### What this exercise asks
1 - Which lines in the entries contain the string "vent"? Copy out each such line, treating case as significant.
2 - Continue the mailing-list thread about using idle=poll on hyperthreaded CPUs, starting after its last line.

>> Begin Passage to read

So, don't use idle=poll with HT when you know your workload has idle time! I
have not tried oprofile, but it stands to reason that this would be a
problem. There's no point in using idle=poll with oprofile and HT anyway, as
the cpu utilization is totally wrong with HT to begin with (more on that
later).
Presumably a logical cpu polling while idle uses too many cpu resources
unnecessarily and significantly affects the performance of its sibling.
Btw, I think this is exactly what the new HT prescott instructions are
for: instead of having busy loops polling for a change in memory (be it
a spinlock or a "need_resched" flag), new HT CPU's will support a
"mwait" instruction.

But yes, at least for now, I really don't think you should really _ever_
use "idle=poll" on HT-enabled hardware. The idle CPU's will just suck
cycles from the real work.

Linus
Davide Libenzi
2003-03-06 19:52:42 UTC
Permalink
Post by Linus Torvalds
But yes, at least for now, I really don't think you should really _ever_
use "idle=poll" on HT-enabled hardware. The idle CPU's will just suck
cycles from the real work.
Not only. The polling CPU will also shoot a strom of memory requests,
clobbering the CPU's memory I/O stages.

>> End Passage to read
>> Begin Records to process

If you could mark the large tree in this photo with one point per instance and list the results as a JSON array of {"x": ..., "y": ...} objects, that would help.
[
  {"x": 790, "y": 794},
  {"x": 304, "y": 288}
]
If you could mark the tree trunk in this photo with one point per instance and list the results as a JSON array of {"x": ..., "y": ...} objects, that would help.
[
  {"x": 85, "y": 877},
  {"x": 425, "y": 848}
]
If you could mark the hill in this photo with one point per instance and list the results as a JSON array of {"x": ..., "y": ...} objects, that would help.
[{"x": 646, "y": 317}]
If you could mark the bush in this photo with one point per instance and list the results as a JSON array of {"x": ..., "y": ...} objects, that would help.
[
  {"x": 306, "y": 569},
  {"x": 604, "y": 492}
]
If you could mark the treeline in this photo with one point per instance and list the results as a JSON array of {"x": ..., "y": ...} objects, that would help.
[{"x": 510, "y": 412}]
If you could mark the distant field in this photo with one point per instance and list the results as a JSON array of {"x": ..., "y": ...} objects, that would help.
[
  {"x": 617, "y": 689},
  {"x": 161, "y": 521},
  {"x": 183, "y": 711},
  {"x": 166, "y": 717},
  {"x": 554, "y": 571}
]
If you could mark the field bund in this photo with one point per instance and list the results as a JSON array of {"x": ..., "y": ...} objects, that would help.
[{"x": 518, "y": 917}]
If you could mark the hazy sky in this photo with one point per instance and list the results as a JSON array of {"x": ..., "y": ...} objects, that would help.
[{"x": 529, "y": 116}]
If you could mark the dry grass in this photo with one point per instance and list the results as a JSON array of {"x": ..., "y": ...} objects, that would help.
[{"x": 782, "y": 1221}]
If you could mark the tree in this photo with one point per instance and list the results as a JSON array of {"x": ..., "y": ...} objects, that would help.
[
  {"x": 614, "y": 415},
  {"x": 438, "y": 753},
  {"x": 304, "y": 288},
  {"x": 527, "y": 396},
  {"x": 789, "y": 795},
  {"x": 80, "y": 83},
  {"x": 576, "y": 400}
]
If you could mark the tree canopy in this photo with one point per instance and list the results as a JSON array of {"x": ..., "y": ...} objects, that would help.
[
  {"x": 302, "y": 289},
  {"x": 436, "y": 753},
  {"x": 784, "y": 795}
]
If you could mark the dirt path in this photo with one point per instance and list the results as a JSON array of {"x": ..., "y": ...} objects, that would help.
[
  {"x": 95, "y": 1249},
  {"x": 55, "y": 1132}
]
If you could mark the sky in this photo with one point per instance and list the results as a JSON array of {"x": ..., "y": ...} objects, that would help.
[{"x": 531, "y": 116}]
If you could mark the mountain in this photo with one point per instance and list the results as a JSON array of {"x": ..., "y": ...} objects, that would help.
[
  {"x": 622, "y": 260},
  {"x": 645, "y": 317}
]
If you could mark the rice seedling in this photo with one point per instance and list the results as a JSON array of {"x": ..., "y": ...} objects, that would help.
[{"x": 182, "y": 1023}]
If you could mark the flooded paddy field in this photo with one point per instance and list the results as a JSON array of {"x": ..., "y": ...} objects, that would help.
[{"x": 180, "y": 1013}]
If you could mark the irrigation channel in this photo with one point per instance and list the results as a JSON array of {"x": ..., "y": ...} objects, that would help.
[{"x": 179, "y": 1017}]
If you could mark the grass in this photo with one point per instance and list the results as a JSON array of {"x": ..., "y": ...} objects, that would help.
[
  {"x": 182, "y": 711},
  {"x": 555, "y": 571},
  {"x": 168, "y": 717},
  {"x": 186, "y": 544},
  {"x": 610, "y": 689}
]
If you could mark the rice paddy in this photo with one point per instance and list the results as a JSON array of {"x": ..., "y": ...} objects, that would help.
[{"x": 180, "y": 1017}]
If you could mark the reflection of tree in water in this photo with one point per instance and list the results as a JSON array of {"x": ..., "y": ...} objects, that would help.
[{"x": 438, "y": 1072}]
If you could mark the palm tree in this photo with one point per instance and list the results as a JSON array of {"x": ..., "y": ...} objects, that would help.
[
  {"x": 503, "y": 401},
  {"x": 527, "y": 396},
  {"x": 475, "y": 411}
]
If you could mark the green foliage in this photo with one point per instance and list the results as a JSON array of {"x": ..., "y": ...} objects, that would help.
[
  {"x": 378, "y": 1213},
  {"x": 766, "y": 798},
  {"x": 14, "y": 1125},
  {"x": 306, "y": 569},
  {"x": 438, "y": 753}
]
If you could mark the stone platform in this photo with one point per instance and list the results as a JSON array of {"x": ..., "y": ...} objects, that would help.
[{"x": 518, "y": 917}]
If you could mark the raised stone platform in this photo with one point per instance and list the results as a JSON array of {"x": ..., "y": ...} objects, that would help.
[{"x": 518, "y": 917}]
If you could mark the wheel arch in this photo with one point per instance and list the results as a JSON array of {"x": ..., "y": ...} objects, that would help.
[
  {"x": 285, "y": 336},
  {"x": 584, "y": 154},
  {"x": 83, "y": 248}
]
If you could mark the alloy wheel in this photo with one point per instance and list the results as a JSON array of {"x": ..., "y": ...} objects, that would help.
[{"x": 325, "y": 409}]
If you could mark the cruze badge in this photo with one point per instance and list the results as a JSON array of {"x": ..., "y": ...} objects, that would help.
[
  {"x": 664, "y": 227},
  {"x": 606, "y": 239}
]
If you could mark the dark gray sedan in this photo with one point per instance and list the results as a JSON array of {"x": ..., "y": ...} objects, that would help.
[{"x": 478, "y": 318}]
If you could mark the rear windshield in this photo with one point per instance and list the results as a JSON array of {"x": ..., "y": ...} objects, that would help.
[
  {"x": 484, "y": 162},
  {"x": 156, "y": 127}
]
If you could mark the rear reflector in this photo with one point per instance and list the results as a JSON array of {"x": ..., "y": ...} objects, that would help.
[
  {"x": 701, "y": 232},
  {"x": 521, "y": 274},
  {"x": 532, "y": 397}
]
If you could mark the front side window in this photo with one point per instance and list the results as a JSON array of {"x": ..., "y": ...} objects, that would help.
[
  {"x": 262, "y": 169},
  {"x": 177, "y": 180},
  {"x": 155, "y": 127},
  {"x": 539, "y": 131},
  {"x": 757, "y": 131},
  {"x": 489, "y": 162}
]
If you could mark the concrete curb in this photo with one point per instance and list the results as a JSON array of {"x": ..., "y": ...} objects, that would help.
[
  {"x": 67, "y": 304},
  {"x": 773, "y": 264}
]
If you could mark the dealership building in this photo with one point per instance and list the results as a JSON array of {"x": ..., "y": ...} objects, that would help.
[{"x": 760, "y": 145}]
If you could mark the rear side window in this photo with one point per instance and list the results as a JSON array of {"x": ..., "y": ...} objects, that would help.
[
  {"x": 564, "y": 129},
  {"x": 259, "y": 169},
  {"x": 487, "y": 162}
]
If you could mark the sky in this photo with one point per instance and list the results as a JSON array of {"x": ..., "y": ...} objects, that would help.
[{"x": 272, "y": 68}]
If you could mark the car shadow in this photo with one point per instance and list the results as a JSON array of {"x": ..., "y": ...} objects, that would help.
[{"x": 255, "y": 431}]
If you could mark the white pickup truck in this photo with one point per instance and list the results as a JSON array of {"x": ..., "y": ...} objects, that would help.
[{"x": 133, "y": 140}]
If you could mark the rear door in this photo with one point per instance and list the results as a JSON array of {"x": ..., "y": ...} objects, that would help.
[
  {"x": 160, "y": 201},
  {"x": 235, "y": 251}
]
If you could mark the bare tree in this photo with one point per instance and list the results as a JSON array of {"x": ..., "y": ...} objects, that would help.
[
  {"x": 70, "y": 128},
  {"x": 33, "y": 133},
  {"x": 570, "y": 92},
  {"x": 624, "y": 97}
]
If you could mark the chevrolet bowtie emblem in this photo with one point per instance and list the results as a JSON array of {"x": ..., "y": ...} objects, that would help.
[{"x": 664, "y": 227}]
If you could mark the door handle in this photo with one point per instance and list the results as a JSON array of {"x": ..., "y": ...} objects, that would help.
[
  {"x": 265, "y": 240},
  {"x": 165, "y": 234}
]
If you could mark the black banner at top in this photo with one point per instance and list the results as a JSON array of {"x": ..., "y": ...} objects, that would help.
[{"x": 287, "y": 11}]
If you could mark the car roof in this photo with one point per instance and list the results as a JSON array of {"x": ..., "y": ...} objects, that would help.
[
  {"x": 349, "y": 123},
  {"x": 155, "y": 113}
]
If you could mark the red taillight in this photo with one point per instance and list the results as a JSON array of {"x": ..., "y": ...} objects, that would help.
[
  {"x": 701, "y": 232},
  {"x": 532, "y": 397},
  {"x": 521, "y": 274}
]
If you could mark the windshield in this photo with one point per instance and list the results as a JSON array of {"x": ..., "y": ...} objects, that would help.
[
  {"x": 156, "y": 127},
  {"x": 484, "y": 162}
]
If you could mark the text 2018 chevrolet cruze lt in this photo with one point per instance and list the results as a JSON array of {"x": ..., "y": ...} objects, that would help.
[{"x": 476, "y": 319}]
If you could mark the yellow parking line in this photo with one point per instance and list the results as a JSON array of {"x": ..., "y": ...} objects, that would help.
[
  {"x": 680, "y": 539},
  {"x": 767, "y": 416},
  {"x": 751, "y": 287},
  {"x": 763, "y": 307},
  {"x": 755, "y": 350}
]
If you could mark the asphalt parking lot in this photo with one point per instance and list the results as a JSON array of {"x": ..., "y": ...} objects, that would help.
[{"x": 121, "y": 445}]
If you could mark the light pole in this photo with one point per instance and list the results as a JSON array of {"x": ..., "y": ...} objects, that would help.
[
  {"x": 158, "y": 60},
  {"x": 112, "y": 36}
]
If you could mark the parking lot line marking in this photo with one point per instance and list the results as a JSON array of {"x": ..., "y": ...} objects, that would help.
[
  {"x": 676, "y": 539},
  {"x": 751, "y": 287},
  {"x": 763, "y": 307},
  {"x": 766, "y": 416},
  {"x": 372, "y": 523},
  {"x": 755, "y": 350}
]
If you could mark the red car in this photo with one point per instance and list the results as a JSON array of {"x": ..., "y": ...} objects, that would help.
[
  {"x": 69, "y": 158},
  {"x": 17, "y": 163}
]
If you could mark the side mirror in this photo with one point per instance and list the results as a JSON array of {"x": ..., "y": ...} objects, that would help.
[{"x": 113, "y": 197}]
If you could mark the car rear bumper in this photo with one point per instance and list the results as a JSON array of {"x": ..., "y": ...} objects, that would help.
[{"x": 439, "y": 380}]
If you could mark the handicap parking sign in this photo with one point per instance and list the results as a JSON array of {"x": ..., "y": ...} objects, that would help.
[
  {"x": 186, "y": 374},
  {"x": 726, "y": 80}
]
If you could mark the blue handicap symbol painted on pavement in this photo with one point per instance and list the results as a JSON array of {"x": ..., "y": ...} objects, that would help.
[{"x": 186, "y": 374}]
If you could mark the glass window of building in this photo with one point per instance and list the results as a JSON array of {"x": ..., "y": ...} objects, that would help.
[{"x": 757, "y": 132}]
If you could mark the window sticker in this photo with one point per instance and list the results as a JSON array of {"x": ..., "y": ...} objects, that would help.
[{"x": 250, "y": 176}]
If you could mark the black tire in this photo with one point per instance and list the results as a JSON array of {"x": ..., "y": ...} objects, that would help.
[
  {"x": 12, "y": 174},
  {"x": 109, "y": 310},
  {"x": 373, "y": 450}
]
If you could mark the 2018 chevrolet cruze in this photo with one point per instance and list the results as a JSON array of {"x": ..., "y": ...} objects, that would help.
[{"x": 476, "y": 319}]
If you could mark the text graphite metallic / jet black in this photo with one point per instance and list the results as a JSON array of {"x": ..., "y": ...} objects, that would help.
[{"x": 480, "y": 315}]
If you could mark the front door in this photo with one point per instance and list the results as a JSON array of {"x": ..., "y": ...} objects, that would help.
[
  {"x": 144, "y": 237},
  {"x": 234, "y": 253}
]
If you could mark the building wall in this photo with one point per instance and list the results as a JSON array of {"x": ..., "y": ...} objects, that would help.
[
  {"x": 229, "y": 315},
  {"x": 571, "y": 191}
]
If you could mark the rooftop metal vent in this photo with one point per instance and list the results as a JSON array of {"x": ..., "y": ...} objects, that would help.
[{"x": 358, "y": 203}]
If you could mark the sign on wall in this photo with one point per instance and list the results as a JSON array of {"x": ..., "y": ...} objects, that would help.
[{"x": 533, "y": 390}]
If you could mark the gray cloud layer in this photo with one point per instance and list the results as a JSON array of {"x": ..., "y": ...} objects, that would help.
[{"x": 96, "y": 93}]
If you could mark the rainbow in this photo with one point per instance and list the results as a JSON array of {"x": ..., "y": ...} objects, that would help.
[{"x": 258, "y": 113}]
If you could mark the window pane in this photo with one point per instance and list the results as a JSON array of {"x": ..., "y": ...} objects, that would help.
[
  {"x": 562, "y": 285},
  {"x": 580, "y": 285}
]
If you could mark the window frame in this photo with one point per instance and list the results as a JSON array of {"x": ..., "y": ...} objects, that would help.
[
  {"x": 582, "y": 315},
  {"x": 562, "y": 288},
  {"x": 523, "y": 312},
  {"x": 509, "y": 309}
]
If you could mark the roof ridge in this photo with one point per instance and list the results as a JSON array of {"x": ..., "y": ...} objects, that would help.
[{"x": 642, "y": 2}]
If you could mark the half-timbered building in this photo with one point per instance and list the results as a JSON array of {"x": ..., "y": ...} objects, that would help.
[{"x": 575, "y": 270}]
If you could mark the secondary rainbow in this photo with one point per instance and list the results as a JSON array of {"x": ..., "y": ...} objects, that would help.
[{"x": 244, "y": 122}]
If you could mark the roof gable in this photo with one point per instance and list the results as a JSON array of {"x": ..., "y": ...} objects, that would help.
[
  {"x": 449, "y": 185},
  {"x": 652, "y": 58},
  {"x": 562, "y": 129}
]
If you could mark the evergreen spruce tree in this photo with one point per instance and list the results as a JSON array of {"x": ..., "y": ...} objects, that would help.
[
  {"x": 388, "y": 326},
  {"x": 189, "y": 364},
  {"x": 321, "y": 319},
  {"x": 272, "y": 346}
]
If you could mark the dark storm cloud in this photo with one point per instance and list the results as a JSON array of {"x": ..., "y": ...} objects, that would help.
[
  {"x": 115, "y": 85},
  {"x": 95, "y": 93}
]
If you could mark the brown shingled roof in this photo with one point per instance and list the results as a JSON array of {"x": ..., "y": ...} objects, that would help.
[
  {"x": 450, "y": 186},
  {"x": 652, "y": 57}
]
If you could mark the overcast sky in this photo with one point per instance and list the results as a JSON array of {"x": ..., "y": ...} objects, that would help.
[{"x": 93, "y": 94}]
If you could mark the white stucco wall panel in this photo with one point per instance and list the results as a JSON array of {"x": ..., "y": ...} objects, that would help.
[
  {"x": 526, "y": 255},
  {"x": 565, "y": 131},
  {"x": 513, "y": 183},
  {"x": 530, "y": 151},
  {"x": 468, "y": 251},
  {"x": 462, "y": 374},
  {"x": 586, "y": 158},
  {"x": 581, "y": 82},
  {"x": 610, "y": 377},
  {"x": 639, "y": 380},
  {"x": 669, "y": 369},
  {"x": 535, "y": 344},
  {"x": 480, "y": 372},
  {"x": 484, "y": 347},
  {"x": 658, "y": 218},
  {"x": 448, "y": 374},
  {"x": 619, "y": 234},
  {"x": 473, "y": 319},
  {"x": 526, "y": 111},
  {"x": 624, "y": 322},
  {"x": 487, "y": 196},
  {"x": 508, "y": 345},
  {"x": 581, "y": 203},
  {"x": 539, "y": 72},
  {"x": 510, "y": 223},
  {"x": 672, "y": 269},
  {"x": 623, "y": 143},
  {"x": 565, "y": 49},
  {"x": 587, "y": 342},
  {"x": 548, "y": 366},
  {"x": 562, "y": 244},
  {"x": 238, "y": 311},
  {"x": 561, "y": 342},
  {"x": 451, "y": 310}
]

>> End Records to process

### Task results
1 -
If you could mark the rooftop metal vent in this photo with one point per instance and list the results as a JSON array of {"x": ..., "y": ...} objects, that would help.

2 -
- Davide
Linus Torvalds
2003-03-06 20:05:48 UTC
Permalink
Post by Davide Libenzi
Not only. The polling CPU will also shoot a strom of memory requests,
clobbering the CPU's memory I/O stages.
Well, that would only be true with a really crappy CPU with no caches.

Polling the same location (as long as it's a pure poll, not trying to do
some locked read-modify-write cycle) should be fine. At least for
something like idle-polling, where the one location it _is_ polling should
not actually be touched by anybody else until the wakeup actually happens.

Linus
Davide Libenzi
2003-03-06 20:52:59 UTC
Permalink
Post by Linus Torvalds
Post by Davide Libenzi
Not only. The polling CPU will also shoot a strom of memory requests,
clobbering the CPU's memory I/O stages.
Well, that would only be true with a really crappy CPU with no caches.
Polling the same location (as long as it's a pure poll, not trying to do
some locked read-modify-write cycle) should be fine. At least for
something like idle-polling, where the one location it _is_ polling should
not actually be touched by anybody else until the wakeup actually happens.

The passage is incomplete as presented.